> **Page**
+ + + + +
After many years of trying and failing to get to a screening at the Edinburgh International Film Festival – the films I want to see are always sold out by the time I find out about them – and much juggling of the diary to find something that I wanted to see, was on at a time I wasn’t at work and wasn’t sold out, I finally made it to a screening. A screening of short, Scottish, documentaries which regular readers of this blog may identify as being pretty close to everything I want in a film screening. The screening was organised by the Scottish Documentary Institute. For those, like myself, who’d never heard of them before, they’re a research centre based at Edinburgh College of Art specialising in training, production and distribution of documentaries since their founding in 2004. The films screened were all the products of this year’s Bridging the Gap initiative – a new talent initiative where four Scottish-based filmmakers are commissioned to make a 10 minute documentary, receiving training and support along the way from development to post-production. In previous years all the films have been based around a theme, but this was the first year when the filmmakers hadn’t been given a theme, and yet they all seemed to have a theme despite that; of men in isolation.

Polaris (Chico Pereira)
Polaris is set amongst the Filipino community in Fraserburgh, and in particular on the trawler from which the film takes its name. The use of sound and equally of silence is brilliant, at times the sounds of the ship feel like a physical presence. It’s a contemplative and poetic piece with minimal dialogue, following the lives of the crew both on board and on shore without telling a particular ‘story’. Instead mediating on ideas of isolation and companionship, leaving the audience wanting to know more about the community into which we get the briefest of snapshots.
+ + + + +
> **Data extract**
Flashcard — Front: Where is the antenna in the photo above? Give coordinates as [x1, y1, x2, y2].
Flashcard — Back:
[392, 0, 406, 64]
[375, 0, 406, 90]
+ + + + +
> **Written instruction A**
Reproduce the film festival post from "Polaris is set" up to and including "briefest of snapshots.".
> **Written instruction B**
According to the film festival post, in what year was the Scottish Documentary Institute founded?

> **Task output A**
Polaris is set amongst the Filipino community in Fraserburgh, and in particular on the trawler from which the film takes its name. The use of sound and equally of silence is brilliant, at times the sounds of the ship feel like a physical presence. It’s a contemplative and poetic piece with minimal dialogue, following the lives of the crew both on board and on shore without telling a particular ‘story’. Instead mediating on ideas of isolation and companionship, leaving the audience wanting to know more about the community into which we get the briefest of snapshots.

> **Task output B**
2004